╭─ Textauszug

Stimmen gegen den Krieg

Victor Hugo, der französische Sozialist und Pazifist Jean Jaurès, der am 31. Juli in Paris ermordet wurde, Bertha von Suttner, der französische Literat Jules Romains – sie alle kommen mit Texten an diesem Abend zu Wort, wenngleich oft nicht in direkter Form. Vielmehr tragen die Charaktere – eine Caféhausbesucherin, ein jüdischer Literat, eine Filmassistentin, ein Ober, eine Schauspielerin und eine als Mann verkleidete Pianistin die einzelnen Texte vor, die in eine kurzweilige Diskussion eingebettet sind. In dieser wird der Kellner mit seiner Aussage, wie denn ein Krieg verhindert werden könne, wenn schon 30 Menschen in einem Caféhaus ganz unterschiedlicher Meinung seien, schlussendlich leider recht behalten.

Ingala Fortange als Pierot in der neuesten Produktion der Schlüterwerke (Foto: Schlüterwerk)

Ingala Fortange als Pierot in der neuesten Produktion der Schlüterwerke (Foto: Schlüterwerk)

Bis jedoch der Ausruf „Jetzt gibt es Krieg“ klar macht, dass Europa sich nun in den Abgrund stürzt, erklingen einige Lieder von Max Kowalski, einem Rechtsanwalt und Komponisten, der vor seiner Deportation nach Buchenwald in Frankfurt lebte. Als einer der wenigen, die noch während des Krieges entlassen wurden, emigrierte er nach London. Es ist Markus Kupferblum zu verdanken, dass Kowalski – als Komponist völlig vergessen – im Herbst mit einer CD rehabilitiert werden wird, die Ingala Fortange und Therese Cafasso einspielen werden. Kowalski hatte, ebenso wie Arnold Schönberg, sich Gedichte aus dem Lyrikband von Albert Giraud ausgesucht und vertont. Ingala Fortange interpretiert sie tief unter die Haut gehend als geltungssüchtiger Vamp aber auch als trauriger Pierrot und wird dabei von Therese Cafasso am Klavier begleitet. Cafasso schlüpft an diesem Abend in die Rolle eines Transkriptors von Chaplin, der seine Melodien nicht alleine zu Papier bringen konnte.

Dank Kupferblums Regie wird auch klar, wie sehr die Rolle der Frauen vor dem Ersten Weltkrieg eine gesellschaftlich inferiore gewesen ist. „Komponieren oder Regie führen das können nur Männer“ – und „als Frau hätte ich nie den Job als Pianistin bekommen“ – das sind nur wenige, aber umso charakteristischere Sätze, an denen klar wird, dass Gleichberechtigung zu jener Zeit noch auf keinem Gebiet durchgesetzt war. Aber auch, dass es ausgerechnet der Krieg sein wird, in dem Frauen zum ersten Mal Männerarbeit übernehmen werden, verkündet Julia Schranz als unerschrockene politisch denkende Frau inmitten einer von Männern dominierten Welt. Andrea Köhler als Möchte-Gern-Filmregisseurin gibt ihr schließlich auch die Chance, die Rede Bertha von Suttners zu deklamieren, welche diese bei der Verleihung des Friedens-Nobelpreises 1905 in Kristiania zu Gehör brachte.

╰─
╭─ Datenliste

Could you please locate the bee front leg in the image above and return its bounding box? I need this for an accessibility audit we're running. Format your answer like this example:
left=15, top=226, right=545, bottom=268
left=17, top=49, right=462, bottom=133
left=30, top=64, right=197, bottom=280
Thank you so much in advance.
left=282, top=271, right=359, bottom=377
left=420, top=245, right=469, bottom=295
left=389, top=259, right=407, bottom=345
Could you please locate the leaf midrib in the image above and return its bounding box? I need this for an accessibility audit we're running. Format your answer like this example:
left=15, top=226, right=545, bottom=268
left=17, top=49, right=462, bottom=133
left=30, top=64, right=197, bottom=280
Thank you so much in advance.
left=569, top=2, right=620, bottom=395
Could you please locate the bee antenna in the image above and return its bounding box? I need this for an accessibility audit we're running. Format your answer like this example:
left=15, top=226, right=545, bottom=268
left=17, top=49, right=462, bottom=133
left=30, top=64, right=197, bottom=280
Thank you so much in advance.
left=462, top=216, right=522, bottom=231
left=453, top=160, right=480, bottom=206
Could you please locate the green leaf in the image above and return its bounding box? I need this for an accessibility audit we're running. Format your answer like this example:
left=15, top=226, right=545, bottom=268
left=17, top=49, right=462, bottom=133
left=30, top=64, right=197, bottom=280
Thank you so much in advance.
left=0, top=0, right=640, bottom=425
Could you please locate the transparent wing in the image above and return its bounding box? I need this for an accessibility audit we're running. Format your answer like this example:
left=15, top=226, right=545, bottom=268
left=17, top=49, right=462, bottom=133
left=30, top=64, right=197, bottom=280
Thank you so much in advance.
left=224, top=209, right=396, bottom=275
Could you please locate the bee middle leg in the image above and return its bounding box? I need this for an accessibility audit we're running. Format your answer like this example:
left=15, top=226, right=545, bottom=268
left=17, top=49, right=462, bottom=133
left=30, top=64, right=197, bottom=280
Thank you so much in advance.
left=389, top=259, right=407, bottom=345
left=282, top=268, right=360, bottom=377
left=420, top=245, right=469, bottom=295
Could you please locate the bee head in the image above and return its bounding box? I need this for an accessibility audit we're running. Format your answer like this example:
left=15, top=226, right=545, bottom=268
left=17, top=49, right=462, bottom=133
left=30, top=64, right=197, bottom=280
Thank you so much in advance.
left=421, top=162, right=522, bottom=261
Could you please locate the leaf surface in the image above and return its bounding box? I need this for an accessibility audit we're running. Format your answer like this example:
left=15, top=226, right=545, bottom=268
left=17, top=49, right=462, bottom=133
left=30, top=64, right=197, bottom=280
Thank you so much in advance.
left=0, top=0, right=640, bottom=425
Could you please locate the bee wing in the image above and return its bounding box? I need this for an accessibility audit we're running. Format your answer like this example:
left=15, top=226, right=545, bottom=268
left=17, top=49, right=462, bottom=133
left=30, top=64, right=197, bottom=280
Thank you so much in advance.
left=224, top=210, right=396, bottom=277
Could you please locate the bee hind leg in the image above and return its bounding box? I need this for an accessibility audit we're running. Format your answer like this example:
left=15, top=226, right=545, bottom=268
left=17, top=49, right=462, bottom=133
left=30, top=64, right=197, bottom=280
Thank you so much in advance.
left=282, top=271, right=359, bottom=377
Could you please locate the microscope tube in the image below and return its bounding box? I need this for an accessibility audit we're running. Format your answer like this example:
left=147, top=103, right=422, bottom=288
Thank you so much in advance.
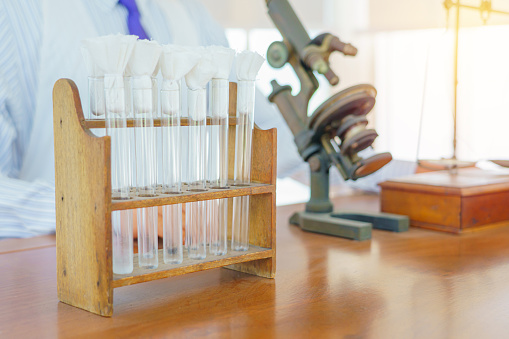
left=160, top=80, right=183, bottom=264
left=231, top=80, right=255, bottom=251
left=132, top=76, right=158, bottom=268
left=103, top=75, right=133, bottom=274
left=207, top=79, right=229, bottom=255
left=186, top=89, right=207, bottom=259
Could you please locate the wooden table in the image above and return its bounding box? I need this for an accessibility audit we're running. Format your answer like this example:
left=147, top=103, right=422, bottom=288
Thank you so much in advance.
left=0, top=195, right=509, bottom=338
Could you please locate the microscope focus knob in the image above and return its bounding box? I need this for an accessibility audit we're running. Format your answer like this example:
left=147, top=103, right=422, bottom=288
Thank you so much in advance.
left=267, top=41, right=290, bottom=68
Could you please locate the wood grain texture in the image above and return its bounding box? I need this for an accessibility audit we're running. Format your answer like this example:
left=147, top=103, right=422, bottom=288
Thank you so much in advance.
left=53, top=79, right=113, bottom=316
left=54, top=79, right=276, bottom=316
left=111, top=183, right=276, bottom=211
left=226, top=82, right=277, bottom=278
left=113, top=246, right=273, bottom=287
left=381, top=168, right=509, bottom=233
left=83, top=117, right=237, bottom=129
left=4, top=193, right=509, bottom=339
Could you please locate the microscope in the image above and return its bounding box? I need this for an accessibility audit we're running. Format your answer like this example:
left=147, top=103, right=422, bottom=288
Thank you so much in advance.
left=267, top=0, right=409, bottom=240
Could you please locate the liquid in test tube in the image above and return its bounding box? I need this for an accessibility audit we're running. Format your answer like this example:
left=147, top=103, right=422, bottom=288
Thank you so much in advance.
left=132, top=76, right=158, bottom=268
left=160, top=80, right=183, bottom=264
left=104, top=75, right=133, bottom=274
left=231, top=80, right=255, bottom=251
left=207, top=79, right=229, bottom=255
left=186, top=88, right=207, bottom=259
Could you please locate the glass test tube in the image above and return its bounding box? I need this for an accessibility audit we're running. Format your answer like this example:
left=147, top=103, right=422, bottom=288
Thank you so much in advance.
left=231, top=81, right=255, bottom=251
left=207, top=79, right=229, bottom=255
left=103, top=75, right=133, bottom=274
left=186, top=89, right=207, bottom=259
left=132, top=77, right=158, bottom=268
left=87, top=77, right=106, bottom=119
left=160, top=80, right=183, bottom=264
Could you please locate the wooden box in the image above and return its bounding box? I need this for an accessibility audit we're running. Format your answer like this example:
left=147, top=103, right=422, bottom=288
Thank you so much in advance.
left=380, top=168, right=509, bottom=233
left=53, top=79, right=276, bottom=316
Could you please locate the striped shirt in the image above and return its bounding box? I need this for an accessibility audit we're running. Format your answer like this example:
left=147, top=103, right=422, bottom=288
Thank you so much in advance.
left=0, top=0, right=227, bottom=239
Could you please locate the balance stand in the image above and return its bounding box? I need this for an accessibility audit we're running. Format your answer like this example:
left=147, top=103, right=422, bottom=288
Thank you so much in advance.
left=53, top=79, right=276, bottom=317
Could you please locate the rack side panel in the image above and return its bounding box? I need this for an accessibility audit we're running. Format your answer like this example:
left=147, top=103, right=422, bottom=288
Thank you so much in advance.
left=53, top=79, right=113, bottom=316
left=227, top=128, right=277, bottom=278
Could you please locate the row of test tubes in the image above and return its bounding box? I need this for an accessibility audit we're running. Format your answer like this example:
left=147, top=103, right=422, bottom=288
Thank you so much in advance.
left=82, top=37, right=262, bottom=274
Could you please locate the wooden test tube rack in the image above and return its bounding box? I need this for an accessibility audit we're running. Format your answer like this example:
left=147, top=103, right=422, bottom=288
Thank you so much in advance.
left=53, top=79, right=276, bottom=316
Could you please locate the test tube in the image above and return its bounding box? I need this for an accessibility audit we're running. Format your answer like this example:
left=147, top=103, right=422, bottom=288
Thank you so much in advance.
left=186, top=88, right=207, bottom=259
left=231, top=80, right=255, bottom=251
left=87, top=77, right=105, bottom=119
left=104, top=75, right=133, bottom=274
left=160, top=80, right=183, bottom=264
left=207, top=79, right=229, bottom=255
left=132, top=76, right=158, bottom=268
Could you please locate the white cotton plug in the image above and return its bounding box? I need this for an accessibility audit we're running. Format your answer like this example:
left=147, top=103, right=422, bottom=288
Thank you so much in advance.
left=185, top=47, right=216, bottom=90
left=160, top=45, right=201, bottom=90
left=81, top=46, right=105, bottom=116
left=205, top=46, right=235, bottom=79
left=236, top=51, right=265, bottom=81
left=82, top=34, right=138, bottom=114
left=126, top=40, right=162, bottom=113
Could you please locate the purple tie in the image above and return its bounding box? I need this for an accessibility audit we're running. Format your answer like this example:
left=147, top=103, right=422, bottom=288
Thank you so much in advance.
left=118, top=0, right=148, bottom=39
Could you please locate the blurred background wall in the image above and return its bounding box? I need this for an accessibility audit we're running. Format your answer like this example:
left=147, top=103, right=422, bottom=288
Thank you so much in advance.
left=202, top=0, right=509, bottom=202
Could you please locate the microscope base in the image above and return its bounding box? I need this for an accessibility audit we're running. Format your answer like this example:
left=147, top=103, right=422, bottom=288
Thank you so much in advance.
left=290, top=211, right=409, bottom=241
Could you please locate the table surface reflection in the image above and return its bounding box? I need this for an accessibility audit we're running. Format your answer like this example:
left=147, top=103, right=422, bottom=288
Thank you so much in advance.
left=0, top=194, right=509, bottom=338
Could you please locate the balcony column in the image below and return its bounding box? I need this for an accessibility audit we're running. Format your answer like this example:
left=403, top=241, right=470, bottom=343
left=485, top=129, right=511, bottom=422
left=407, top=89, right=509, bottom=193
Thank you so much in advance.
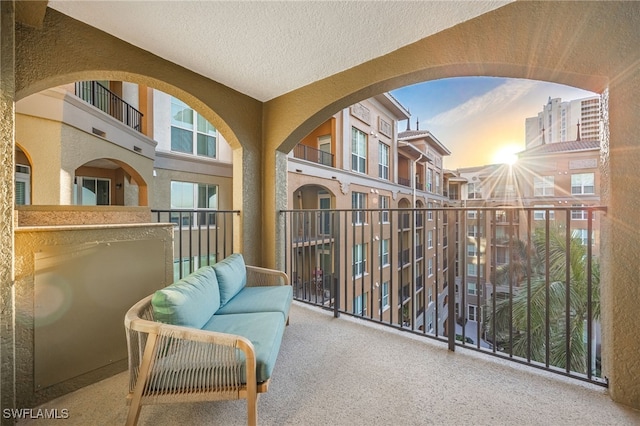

╰─

### Aufgaben:
1. Nennen Sie alle Figuren, die laut dem Textauszug an diesem Abend die einzelnen Texte vortragen.
2. Beantworten Sie anhand des Textauszugs die folgenden Fragen:
(a) Wann und wo wurde Jean Jaurès ermordet?
(b) Wohin emigrierte Max Kowalski nach seiner Entlassung?
(c) In welchem Jahr und an welchem Ort hielt Bertha von Suttner ihre Rede bei der Verleihung des Friedens-Nobelpreises?

### Lösungen:
1. eine Caféhausbesucherin, ein jüdischer Literat, eine Filmassistentin, ein Ober, eine Schauspielerin, eine als Mann verkleidete Pianistin

2.
(a) Am 31. Juli in Paris.
(b) Nach London.
(c) 1905 in Kristiania.